**Exercise text**
------------------------

A quote often attributed to legendary investor Warren Buffett is that gold “gets dug out of the ground in Africa… Then we melt it down, dig another hole, bury it again and pay people to stand around guarding it. It has no utility. Anyone watching from Mars would be scratching their head.”
Even if Buffett never actually said that, it’s well known among long-time gold investors that the Berkshire Hathaway chief has been opposed to investing in the yellow metal. The primary reason? It doesn’t pay a dividend.
And do you know what else has never paid a dividend? Berkshire Hathaway.
Leaving aside the fact that gold does indeed have a variety of utilities, from jewelry to electronics to dentistry and medicine—not to mention currency—the metal’s per-ounce price has outpaced Class A shares of Berkshire so far this century, as of August 17.
That’s why Buffett’s flip-flop on gold sent shockwaves throughout financial markets. After Friday’s close, Berkshire unexpectedly announced that, as of the end of the second quarter, it held a $565 million position in Barrick Gold, the world’s second largest producer of the metal.
Shares of Barrick jumped nearly 12 percent at the market open on Monday and closed above $30 for the first time since February 2013.
Buying Gold as a Strategy to Minimize Currency Debasement
So why did Buffett change his mind?
I believe he finally came to the realization that he could no longer afford to ignore gold and gold producers. He’s famously come to the same realization with other businesses and industries. Buffett, who turns 90 later this month, acknowledged that he missed Amazon and Google early on because he didn’t understand them, and yet today Berkshire holds shares of Amazon.
But why gold specifically, and why now?

------------------------

**Excerpts from a dataset**
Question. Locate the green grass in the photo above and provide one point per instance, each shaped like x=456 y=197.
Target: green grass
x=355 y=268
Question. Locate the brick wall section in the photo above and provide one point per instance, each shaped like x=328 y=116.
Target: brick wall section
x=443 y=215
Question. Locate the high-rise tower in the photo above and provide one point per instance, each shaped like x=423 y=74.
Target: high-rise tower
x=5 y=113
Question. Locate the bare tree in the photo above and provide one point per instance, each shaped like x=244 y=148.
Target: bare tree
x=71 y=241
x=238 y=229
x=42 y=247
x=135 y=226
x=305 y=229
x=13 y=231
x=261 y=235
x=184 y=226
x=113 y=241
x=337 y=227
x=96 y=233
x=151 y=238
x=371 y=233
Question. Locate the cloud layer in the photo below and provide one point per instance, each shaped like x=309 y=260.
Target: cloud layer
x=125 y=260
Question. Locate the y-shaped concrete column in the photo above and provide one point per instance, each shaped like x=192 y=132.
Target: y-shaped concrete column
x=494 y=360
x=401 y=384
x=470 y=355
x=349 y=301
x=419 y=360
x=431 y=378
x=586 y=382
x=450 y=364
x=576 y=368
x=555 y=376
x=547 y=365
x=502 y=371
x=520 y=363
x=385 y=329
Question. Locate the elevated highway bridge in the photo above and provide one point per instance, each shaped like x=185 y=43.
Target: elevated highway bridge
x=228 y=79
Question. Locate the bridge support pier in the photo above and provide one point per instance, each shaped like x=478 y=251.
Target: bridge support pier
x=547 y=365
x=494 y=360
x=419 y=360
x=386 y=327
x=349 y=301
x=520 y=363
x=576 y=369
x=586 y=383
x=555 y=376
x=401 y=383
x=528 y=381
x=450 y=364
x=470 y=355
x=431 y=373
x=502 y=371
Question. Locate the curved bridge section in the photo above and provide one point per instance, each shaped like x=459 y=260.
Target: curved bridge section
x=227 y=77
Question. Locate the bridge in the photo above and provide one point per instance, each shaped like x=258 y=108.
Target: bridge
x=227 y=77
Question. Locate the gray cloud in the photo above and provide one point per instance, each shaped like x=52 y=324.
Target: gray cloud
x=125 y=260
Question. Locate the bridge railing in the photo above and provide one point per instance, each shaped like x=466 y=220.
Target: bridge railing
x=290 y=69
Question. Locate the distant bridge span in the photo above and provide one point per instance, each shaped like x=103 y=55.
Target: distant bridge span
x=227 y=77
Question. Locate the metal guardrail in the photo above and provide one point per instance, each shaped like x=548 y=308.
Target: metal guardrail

------------------------

**Brief 1**
Echo the passage from the piece on Buffett and gold exactly, starting at "Leaving aside the" and ending at "of August 17.".
**Brief 2**
Pick up the piece on Buffett and gold where it stops, and keep writing from that point.

**Exercise result 1**
Leaving aside the fact that gold does indeed have a variety of utilities, from jewelry to electronics to dentistry and medicine—not to mention currency—the metal’s per-ounce price has outpaced Class A shares of Berkshire so far this century, as of August 17.

**Exercise result 2**
In case you haven’t noticed, governments around the world, including the U.S. government, have responded to the pandemic-caused economic slowdown by implementing unprecedented levels of monetary and fiscal stimulus. We’re currently awaiting the details of a second U.S. coronavirus stimulus bill, which will follow the $2.2 trillion CARES Act, passed in March. Meanwhile, the Federal Reserve has been buying trillions of dollars’ worth of financial assets, including—for the first time ever—ETFs that invest in corporate bonds.
With so much money being printed out of thin air, many investors have rightfully been concerned about currency debasement, which is the lowering of a currency’s purchasing power. The direct result of this is inflation since the U.S. dollar may not buy as much as it did yesterday.
It’s helpful to think of inflation as a “tax” on your wealth. Historically, investors have sought to avoid having to “pay” this tax by buying real assets such as land, real estate, natural resources and, yes, gold. Although they don’t generate income the way some stocks and bonds do, these kinds of assets can be attractive because they’re believed to hold their value better than cash.
This is largely the reason why we saw spot gold trade up to a new all-time high of $2,071 an ounce earlier this month. Total holdings in all known physical gold-backed ETFs also hit a new record high this month, according to Bloomberg.
Barrick Has Been Raising Its Dividend for the Past 10 Years
What about investors like Buffett who want exposure to gold but also seek income? That’s where gold mining stocks come in.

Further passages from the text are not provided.